Document excerpt:

ORCADIAN farmer Paul Ross was involved in a serious incident on his farm in Sandwick, which caused him to suffer from temporary vision impairment.

The past NFUS regional chairman for Orkney was administering an antibiotic to one of his calves, which knocked him during the process, causing the syringe to go into his eye.

He was taken into theatre at Raigmore hospital in Inverness to investigate the damage to eye and was given the good news that no lasting damage had been done.

Sharing his story during Farm Safety Week, he sends a reminder to farmers and crofters that accidents can happen at any time, urging the industry to be pay close attention to tasks at hand.

“While feeding the cows I noticed a calf looking a bit dull and decided to treat it with an antibiotic. It was lying down, so I approached it quietly, injecting it,” Mr Ross explained. “Just when I was going to put the needle in, the calf moved unexpectedly, the syringe came out of my hand and the needle penetrated my eyeball. I was then aware of blood running down my face and realised I needed medical help.”

“Thankfully, they discovered that my eye was undamaged,” continued Paul. “I’d had vision impairment for a short period of time after the incident, and it was more sensitive to light, but thankfully it returned to normal not long afterwards.

“This was a totally unexpected accident and could easily have been a lot worse. The only precaution I could have taken was wearing goggles, but I couldn’t have foreseen this happening,” he concluded.

(Dataset items)
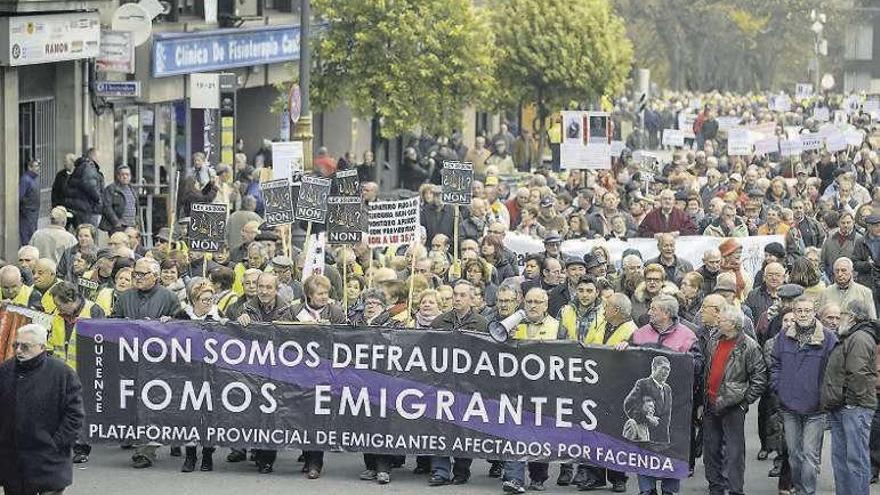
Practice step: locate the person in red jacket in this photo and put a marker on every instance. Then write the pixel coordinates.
(667, 218)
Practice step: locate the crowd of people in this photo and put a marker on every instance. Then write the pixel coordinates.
(797, 339)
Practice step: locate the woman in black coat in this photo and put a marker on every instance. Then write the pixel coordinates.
(85, 188)
(41, 414)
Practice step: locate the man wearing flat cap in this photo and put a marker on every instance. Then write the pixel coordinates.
(552, 242)
(840, 243)
(866, 257)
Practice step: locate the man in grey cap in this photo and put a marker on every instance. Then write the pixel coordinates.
(552, 242)
(866, 257)
(288, 288)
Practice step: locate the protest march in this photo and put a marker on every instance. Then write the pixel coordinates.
(496, 255)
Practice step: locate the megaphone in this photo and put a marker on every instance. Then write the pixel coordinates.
(500, 330)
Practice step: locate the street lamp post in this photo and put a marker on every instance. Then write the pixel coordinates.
(303, 130)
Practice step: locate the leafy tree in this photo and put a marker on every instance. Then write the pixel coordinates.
(728, 45)
(553, 52)
(405, 63)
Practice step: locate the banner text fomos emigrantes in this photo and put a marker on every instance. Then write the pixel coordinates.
(388, 391)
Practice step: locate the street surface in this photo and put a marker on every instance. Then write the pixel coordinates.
(108, 473)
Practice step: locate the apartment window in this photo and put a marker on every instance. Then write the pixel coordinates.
(36, 140)
(859, 42)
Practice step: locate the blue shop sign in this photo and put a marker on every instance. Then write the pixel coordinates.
(204, 51)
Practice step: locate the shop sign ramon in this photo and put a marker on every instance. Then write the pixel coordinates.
(40, 39)
(206, 51)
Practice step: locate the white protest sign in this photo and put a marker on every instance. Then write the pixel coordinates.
(204, 90)
(854, 137)
(802, 91)
(392, 223)
(673, 137)
(689, 248)
(780, 103)
(686, 124)
(872, 106)
(314, 262)
(287, 160)
(586, 140)
(811, 142)
(791, 147)
(767, 145)
(766, 129)
(728, 123)
(835, 142)
(738, 142)
(851, 104)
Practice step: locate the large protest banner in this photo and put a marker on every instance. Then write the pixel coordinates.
(385, 391)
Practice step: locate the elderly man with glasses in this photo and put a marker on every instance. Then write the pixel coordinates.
(149, 300)
(537, 325)
(41, 413)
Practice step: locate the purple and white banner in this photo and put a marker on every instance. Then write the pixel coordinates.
(385, 391)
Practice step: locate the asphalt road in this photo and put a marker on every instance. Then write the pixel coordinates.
(108, 472)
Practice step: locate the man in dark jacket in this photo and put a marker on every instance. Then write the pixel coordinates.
(119, 203)
(41, 412)
(849, 396)
(797, 368)
(84, 192)
(29, 202)
(676, 268)
(150, 300)
(414, 171)
(59, 185)
(667, 218)
(866, 257)
(735, 376)
(461, 317)
(437, 218)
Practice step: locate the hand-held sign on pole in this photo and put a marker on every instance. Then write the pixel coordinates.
(207, 227)
(457, 180)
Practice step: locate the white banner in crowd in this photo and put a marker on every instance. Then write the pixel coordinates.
(738, 142)
(673, 137)
(314, 262)
(690, 248)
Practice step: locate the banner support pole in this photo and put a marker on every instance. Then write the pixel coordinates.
(344, 281)
(455, 268)
(306, 247)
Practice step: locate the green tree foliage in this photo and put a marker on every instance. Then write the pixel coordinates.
(729, 45)
(552, 52)
(405, 63)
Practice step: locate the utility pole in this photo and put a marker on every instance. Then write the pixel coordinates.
(303, 130)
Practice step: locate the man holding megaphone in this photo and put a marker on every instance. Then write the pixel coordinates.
(530, 323)
(461, 317)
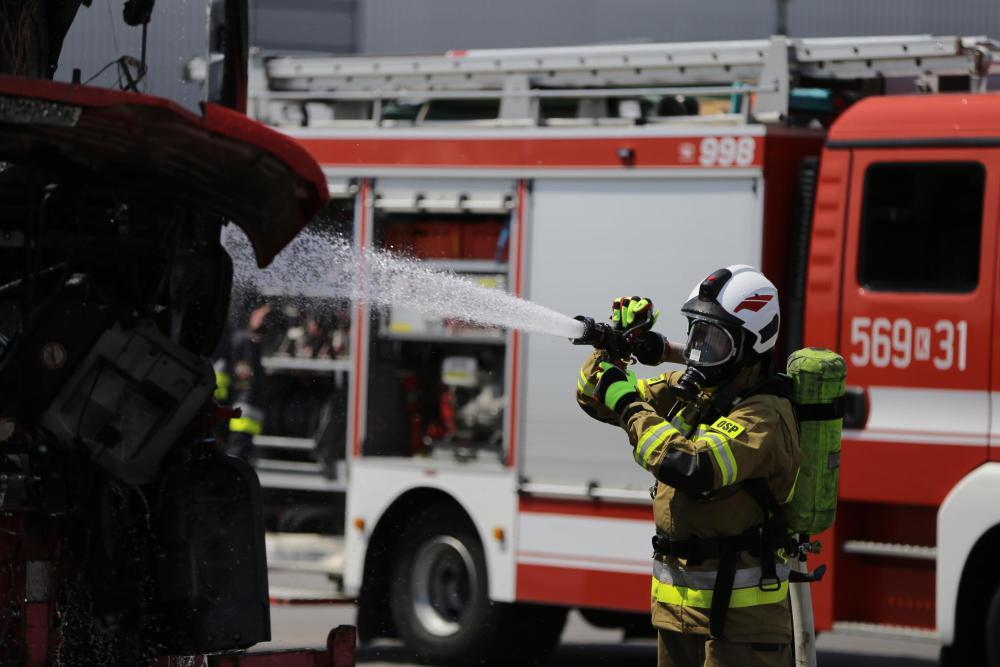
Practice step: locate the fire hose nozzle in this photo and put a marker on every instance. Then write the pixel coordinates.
(592, 334)
(603, 337)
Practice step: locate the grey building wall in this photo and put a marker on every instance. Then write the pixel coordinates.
(177, 32)
(304, 25)
(400, 26)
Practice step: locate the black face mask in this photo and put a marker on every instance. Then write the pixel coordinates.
(708, 342)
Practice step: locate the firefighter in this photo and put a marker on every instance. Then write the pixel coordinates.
(720, 439)
(239, 378)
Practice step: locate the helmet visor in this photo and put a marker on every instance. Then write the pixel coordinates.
(708, 344)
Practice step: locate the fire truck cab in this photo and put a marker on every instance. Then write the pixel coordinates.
(902, 280)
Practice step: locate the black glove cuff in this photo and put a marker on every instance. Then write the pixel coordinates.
(625, 401)
(649, 348)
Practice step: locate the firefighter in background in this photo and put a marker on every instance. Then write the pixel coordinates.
(239, 378)
(720, 438)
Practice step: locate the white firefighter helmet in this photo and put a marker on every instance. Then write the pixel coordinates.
(732, 312)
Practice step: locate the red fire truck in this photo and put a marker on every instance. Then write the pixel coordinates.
(860, 174)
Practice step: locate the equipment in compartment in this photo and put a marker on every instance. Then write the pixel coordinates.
(481, 237)
(319, 330)
(470, 407)
(402, 322)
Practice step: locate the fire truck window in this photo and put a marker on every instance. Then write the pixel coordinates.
(921, 227)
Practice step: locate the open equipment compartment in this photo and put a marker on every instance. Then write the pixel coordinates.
(437, 384)
(307, 358)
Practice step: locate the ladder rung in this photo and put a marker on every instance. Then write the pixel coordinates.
(884, 630)
(889, 550)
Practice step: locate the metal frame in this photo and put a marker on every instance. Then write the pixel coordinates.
(520, 78)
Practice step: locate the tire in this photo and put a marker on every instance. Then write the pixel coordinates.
(439, 594)
(993, 631)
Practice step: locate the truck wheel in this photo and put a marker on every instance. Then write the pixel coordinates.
(993, 631)
(439, 595)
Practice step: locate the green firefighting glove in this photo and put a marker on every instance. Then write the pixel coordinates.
(616, 388)
(635, 318)
(633, 315)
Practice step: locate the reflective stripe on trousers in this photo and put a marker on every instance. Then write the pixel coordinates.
(694, 589)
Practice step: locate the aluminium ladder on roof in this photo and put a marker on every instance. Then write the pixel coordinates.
(520, 77)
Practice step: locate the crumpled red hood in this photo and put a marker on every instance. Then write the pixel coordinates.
(260, 179)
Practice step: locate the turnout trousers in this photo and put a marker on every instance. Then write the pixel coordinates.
(678, 649)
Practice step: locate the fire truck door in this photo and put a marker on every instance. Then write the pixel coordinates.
(916, 326)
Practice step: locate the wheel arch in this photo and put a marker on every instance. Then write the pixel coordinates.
(374, 619)
(968, 538)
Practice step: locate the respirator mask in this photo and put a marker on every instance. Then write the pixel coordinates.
(711, 353)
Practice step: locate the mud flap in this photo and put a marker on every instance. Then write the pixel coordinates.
(212, 576)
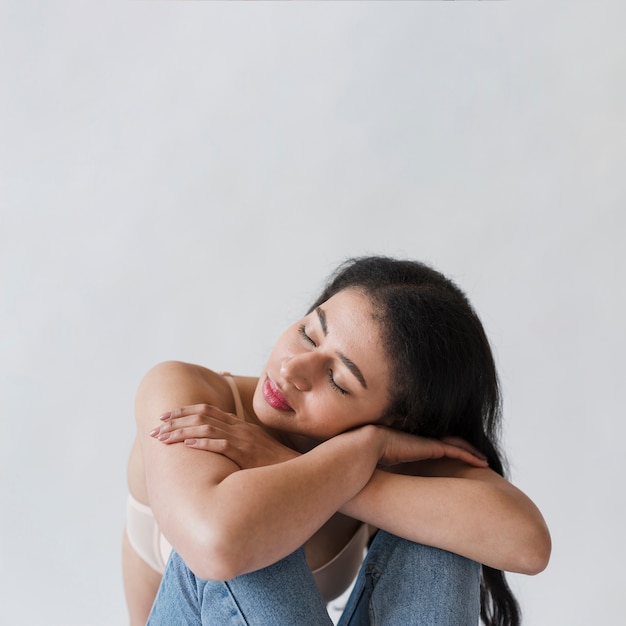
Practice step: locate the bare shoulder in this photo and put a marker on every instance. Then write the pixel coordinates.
(454, 468)
(173, 384)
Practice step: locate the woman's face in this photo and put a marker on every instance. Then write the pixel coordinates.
(327, 373)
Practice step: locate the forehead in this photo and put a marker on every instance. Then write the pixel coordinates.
(353, 330)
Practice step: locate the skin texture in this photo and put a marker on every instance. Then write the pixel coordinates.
(310, 462)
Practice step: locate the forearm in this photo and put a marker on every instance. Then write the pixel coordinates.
(255, 517)
(489, 521)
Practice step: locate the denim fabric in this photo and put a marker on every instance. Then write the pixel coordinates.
(400, 583)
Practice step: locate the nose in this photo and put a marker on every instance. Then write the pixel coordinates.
(299, 370)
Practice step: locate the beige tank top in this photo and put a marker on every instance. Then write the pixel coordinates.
(333, 578)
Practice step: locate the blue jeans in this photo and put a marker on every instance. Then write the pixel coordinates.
(400, 583)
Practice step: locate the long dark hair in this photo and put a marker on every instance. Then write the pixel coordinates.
(445, 379)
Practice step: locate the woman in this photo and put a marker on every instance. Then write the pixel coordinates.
(375, 419)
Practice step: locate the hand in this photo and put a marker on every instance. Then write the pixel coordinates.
(400, 447)
(206, 427)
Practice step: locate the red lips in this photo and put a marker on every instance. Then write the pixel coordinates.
(273, 396)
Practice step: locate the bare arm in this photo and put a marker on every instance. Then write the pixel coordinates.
(467, 510)
(224, 521)
(445, 502)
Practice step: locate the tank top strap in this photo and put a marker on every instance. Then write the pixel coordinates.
(236, 395)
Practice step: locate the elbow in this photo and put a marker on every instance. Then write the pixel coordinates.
(536, 556)
(215, 555)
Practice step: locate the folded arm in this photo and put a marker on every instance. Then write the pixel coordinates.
(223, 520)
(467, 510)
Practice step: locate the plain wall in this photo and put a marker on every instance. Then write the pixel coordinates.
(177, 179)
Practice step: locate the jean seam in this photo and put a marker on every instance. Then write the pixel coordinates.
(244, 621)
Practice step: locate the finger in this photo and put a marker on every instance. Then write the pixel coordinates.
(219, 446)
(216, 417)
(200, 431)
(461, 443)
(197, 409)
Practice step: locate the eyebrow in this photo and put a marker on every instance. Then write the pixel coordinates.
(351, 365)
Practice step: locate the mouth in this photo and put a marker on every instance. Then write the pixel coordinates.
(273, 396)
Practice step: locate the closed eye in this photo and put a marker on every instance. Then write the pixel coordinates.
(334, 385)
(303, 334)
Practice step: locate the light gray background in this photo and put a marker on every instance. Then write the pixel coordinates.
(178, 178)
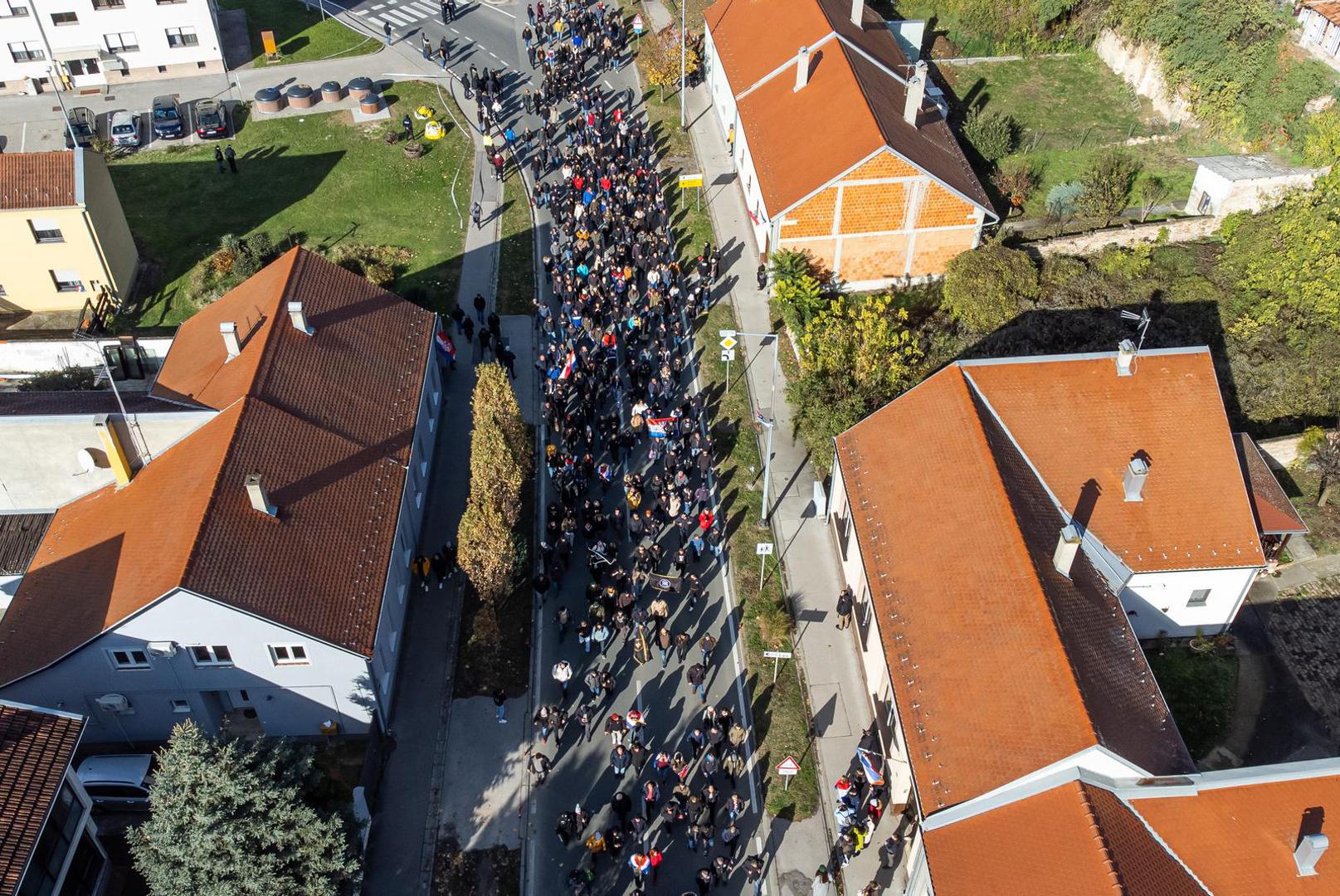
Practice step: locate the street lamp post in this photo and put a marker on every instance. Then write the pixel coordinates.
(764, 421)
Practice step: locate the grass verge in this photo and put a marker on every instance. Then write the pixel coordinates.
(300, 34)
(1201, 687)
(516, 255)
(319, 181)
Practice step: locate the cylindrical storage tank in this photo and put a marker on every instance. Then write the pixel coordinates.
(359, 87)
(300, 97)
(268, 100)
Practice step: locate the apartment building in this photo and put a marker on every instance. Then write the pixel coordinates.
(71, 45)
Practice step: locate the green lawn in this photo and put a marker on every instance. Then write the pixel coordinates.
(1201, 689)
(300, 34)
(316, 180)
(516, 255)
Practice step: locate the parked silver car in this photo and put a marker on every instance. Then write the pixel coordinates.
(124, 129)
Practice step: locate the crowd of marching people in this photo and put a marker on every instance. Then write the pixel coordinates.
(629, 466)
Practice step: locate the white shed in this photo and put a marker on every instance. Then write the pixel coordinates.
(1228, 183)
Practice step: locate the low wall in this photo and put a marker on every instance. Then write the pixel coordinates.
(1139, 66)
(1180, 231)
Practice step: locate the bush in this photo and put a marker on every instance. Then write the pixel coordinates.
(989, 287)
(1107, 185)
(993, 134)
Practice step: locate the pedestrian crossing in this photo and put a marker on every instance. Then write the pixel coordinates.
(401, 15)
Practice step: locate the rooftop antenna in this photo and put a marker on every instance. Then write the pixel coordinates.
(1143, 318)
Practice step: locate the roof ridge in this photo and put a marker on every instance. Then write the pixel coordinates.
(1100, 836)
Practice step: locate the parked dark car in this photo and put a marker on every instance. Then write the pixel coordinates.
(168, 122)
(85, 126)
(211, 118)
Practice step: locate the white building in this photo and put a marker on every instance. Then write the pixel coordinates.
(1011, 529)
(1228, 183)
(87, 43)
(250, 558)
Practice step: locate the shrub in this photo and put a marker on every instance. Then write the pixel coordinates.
(989, 287)
(1107, 185)
(993, 134)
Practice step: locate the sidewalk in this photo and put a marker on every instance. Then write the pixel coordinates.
(836, 689)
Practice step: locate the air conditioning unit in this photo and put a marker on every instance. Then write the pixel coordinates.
(115, 704)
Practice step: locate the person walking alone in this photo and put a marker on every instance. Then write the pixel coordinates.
(845, 601)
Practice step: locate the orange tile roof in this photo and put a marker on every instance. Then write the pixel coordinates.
(1000, 666)
(1274, 514)
(37, 180)
(1072, 840)
(327, 420)
(1240, 840)
(850, 107)
(1328, 10)
(1079, 422)
(35, 750)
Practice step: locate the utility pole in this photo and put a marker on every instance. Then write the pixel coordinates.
(684, 52)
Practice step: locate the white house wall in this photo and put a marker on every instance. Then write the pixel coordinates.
(289, 699)
(1157, 601)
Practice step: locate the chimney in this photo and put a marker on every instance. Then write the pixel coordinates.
(257, 494)
(1126, 358)
(1308, 852)
(802, 67)
(915, 93)
(1067, 547)
(111, 445)
(1134, 479)
(229, 333)
(295, 314)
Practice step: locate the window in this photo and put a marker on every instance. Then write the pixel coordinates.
(67, 280)
(289, 654)
(217, 655)
(183, 38)
(129, 660)
(122, 41)
(27, 51)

What you will do:
(a) In the farm accident article, which hospital was Paul Ross taken to for surgery?
(b) Repeat the part of the farm accident article starting at "The past NFUS" and ending at "into his eye.".
(c) How would you render this sentence from the farm accident article in Spanish: "This was a totally unexpected accident and could easily have been a lot worse."?
Nothing in the data is needed here.

Task results:
(a) Raigmore hospital in Inverness.

(b)
The past NFUS regional chairman for Orkney was administering an antibiotic to one of his calves, which knocked him during the process, causing the syringe to go into his eye.

(c) Este fue un accidente totalmente inesperado y fácilmente podría haber sido mucho peor.